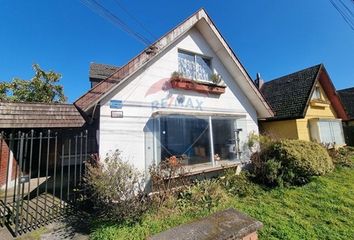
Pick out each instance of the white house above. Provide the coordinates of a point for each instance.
(149, 116)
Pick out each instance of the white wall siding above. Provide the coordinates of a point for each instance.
(132, 133)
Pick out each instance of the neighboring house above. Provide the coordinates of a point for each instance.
(347, 98)
(40, 117)
(306, 107)
(149, 116)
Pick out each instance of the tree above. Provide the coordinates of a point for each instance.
(43, 87)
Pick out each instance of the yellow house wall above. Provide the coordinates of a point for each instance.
(314, 112)
(298, 128)
(280, 129)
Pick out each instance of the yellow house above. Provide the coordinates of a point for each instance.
(347, 98)
(306, 106)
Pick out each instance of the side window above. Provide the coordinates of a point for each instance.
(316, 93)
(194, 66)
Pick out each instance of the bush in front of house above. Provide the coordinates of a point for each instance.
(115, 189)
(202, 195)
(290, 162)
(238, 184)
(343, 156)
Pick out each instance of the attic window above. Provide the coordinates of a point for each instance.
(194, 66)
(316, 93)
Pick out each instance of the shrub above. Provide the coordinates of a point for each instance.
(237, 184)
(168, 178)
(205, 194)
(115, 189)
(290, 162)
(343, 156)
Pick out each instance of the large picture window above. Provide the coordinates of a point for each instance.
(197, 139)
(194, 66)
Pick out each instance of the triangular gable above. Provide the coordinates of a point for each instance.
(216, 41)
(327, 85)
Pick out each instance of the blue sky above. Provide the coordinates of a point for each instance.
(273, 37)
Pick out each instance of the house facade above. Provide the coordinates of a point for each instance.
(186, 96)
(306, 107)
(347, 98)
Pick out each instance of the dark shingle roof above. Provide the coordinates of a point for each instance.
(288, 95)
(101, 71)
(347, 98)
(39, 115)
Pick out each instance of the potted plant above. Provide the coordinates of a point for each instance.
(215, 78)
(180, 82)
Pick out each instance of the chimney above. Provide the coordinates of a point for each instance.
(259, 81)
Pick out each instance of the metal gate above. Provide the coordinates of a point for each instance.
(40, 176)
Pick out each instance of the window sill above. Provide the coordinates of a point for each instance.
(197, 86)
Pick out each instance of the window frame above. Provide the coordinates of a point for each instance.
(208, 58)
(210, 118)
(317, 90)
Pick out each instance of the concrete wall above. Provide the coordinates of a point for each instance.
(143, 94)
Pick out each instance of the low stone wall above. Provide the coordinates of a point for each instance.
(225, 225)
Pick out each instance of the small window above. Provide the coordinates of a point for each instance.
(194, 66)
(316, 93)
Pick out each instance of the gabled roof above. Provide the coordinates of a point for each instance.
(100, 71)
(290, 95)
(39, 115)
(347, 98)
(207, 28)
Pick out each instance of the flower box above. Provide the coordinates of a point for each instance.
(188, 84)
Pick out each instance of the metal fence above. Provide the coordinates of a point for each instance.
(40, 176)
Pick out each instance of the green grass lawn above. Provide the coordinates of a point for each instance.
(322, 209)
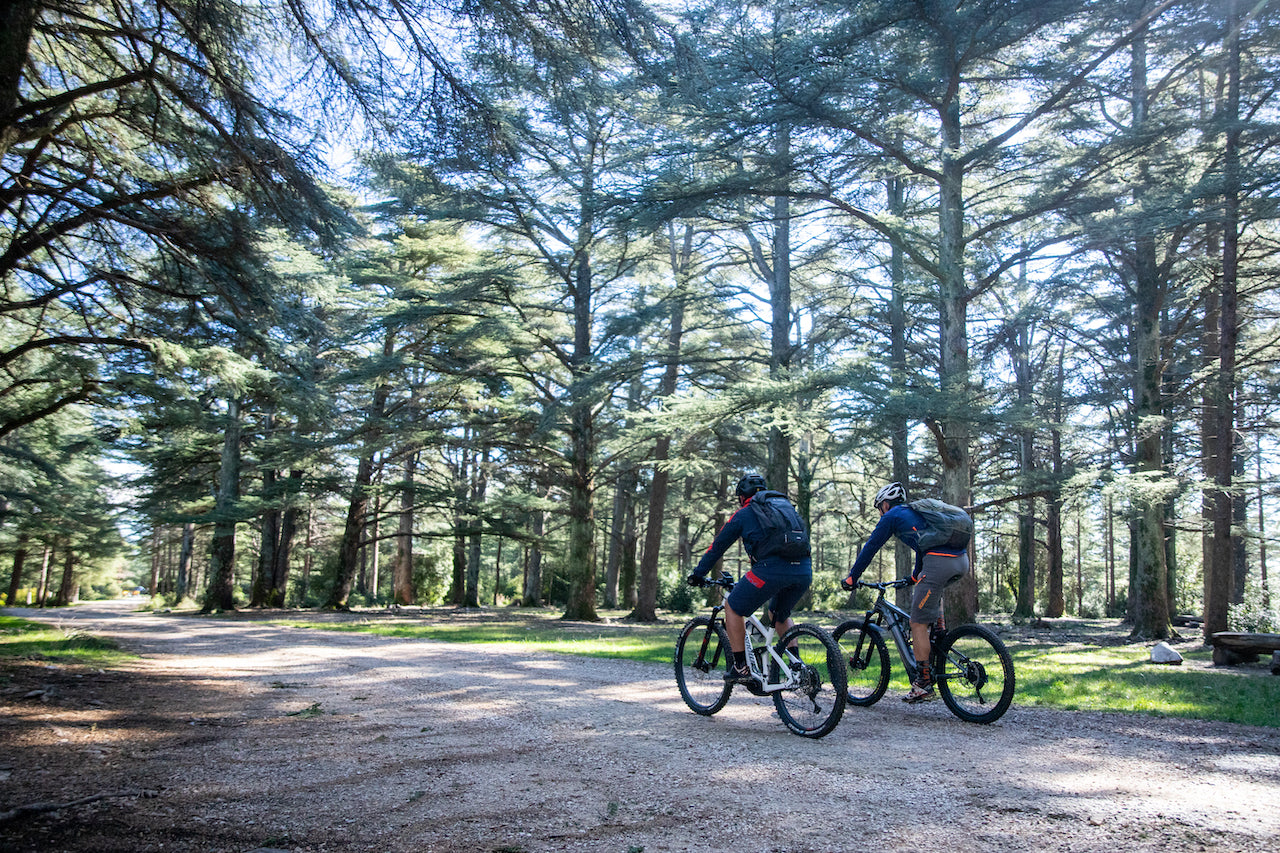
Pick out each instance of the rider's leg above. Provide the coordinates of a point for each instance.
(920, 643)
(735, 625)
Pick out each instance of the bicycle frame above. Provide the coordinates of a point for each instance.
(754, 656)
(899, 626)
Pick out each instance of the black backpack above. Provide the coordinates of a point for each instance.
(782, 533)
(945, 525)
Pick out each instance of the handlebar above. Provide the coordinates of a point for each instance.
(886, 584)
(725, 580)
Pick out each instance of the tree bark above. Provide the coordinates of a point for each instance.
(269, 528)
(1148, 588)
(402, 570)
(19, 560)
(220, 594)
(348, 550)
(647, 589)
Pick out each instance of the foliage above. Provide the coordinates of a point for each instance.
(1070, 676)
(1253, 615)
(21, 638)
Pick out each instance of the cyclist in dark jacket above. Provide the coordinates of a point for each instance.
(935, 570)
(771, 576)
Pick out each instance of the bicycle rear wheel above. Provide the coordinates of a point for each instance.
(867, 656)
(702, 655)
(814, 705)
(974, 674)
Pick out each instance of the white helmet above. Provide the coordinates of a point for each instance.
(894, 493)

_What you will do_
Turn the lines above into a numbered list, skipping any blank lines. Leave the pictures out.

_Result of this exercise_
1. Pick out each instance of the white house above. Provide the coordinates of a point for each instance.
2. (149, 116)
3. Pick out each instance of the white wall siding above. Provide the coordinates of a point for each instance.
4. (132, 133)
5. Pick out each instance of the neighboring house above. Provide the coordinates of a point for each instance.
6. (347, 98)
7. (40, 117)
8. (306, 107)
9. (149, 116)
10. Pick out each instance of the tree above. Provide the coordinates of a point for each instance.
11. (43, 87)
12. Pick out each instance of the yellow house wall above. Provide the coordinates of a point for each instance.
13. (314, 112)
14. (298, 128)
15. (280, 129)
16. Pick out each instance of the yellow house above. Provide the coordinates of a point for each instance.
17. (347, 98)
18. (306, 106)
19. Pick out each instance of the side window above. Provide the coordinates of a point for each instance.
20. (316, 93)
21. (194, 66)
22. Pick out each instance of the bush in front of house above. Provide the coordinates of a point for each instance.
23. (115, 189)
24. (202, 195)
25. (290, 162)
26. (238, 184)
27. (343, 156)
28. Pick out each instance of the attic window above. Provide the coordinates of a point for each instance.
29. (194, 66)
30. (316, 93)
31. Pick out each instance of the shrub above. Provide the coordinates of a point for each instance.
32. (237, 184)
33. (168, 178)
34. (205, 194)
35. (115, 189)
36. (290, 162)
37. (343, 156)
38. Pick out each instance of the large picture window above. Provide the coordinates of a point for each instance.
39. (197, 139)
40. (194, 66)
41. Pick out each instance of the triangular gable above. Provide the coordinates of a point for each instance.
42. (216, 41)
43. (327, 85)
44. Pick out each instance of the blue sky above. Provide the coordinates of a point for each instance.
45. (273, 37)
46. Pick out each instance of the house facade above. Provide the coordinates of a point for each instance.
47. (186, 96)
48. (306, 107)
49. (347, 98)
50. Pick out each instance of the dark shingle roof above. Provide the coordinates of a point for each instance.
51. (288, 95)
52. (101, 71)
53. (347, 98)
54. (39, 115)
55. Pick out each instance of the potted plant above. Provide the coordinates of a point for each instance.
56. (215, 78)
57. (180, 82)
58. Pick out each instance of the chimney above. Provide the coordinates of a point for each instance.
59. (259, 81)
60. Pick out each instance of the metal gate above. Provide the coordinates of a point for each instance.
61. (40, 176)
62. Pick out each instance of the window sill above. Provide the coordinates of a point for each instance.
63. (197, 86)
64. Pick out each instance of the window frame above. Provide the coordinates of a point for each instance.
65. (208, 58)
66. (210, 118)
67. (317, 90)
68. Pick out each instance of the concrete wall above. Provide the coordinates of a point for each instance.
69. (143, 94)
70. Pick out each instance of the low stone wall above. Provide the coordinates of a point for each instance.
71. (225, 225)
72. Pick out each instance of the small window above. Provide the coordinates of a point for each instance.
73. (194, 66)
74. (316, 93)
75. Pick out each instance of the gabled roof above. Provide the coordinates of a point for each instance.
76. (100, 71)
77. (290, 95)
78. (39, 115)
79. (347, 98)
80. (207, 28)
81. Pick out each instance of the flower box above. Provide the coordinates of a point for each instance.
82. (188, 84)
83. Pick out each instance of the metal fence above. Provide the coordinates of a point for each instance.
84. (40, 176)
85. Pick out each instance of the green grass lawn above. Provide the coordinates of a point for each instance.
86. (322, 209)
87. Pick out each instance of the rider's leg above. Provide the coordinates of a point for each instance.
88. (920, 643)
89. (735, 625)
90. Pick out each instance of the bicycle frame above. Provide the coordinates of a point for each instance.
91. (754, 656)
92. (899, 626)
93. Pick out each instance of the black backpack above. Provide the coordinates of a point for each instance.
94. (782, 533)
95. (945, 525)
96. Pick out each instance of the handlebar above. Provide the coordinates of a point for each instance.
97. (886, 584)
98. (725, 580)
99. Pick out each instance of the tree bark above. Provide the coordinates of a point for each instance.
100. (269, 528)
101. (1148, 588)
102. (402, 570)
103. (19, 560)
104. (220, 594)
105. (348, 550)
106. (647, 589)
107. Pick out each instance of the foliage above. Provide the coordinates of a point for each instance.
108. (1070, 676)
109. (1253, 615)
110. (21, 638)
111. Pick out each instance of the cyclist in dark jacket above. Provide the coordinates of a point for each instance.
112. (935, 570)
113. (771, 576)
114. Pick out each instance of the bicycle rear wheel above. Provide the coordinates of a point for each instance.
115. (867, 656)
116. (702, 655)
117. (814, 705)
118. (974, 674)
119. Pick out each instance of the white helmet above. Provide the coordinates of a point for each instance.
120. (894, 493)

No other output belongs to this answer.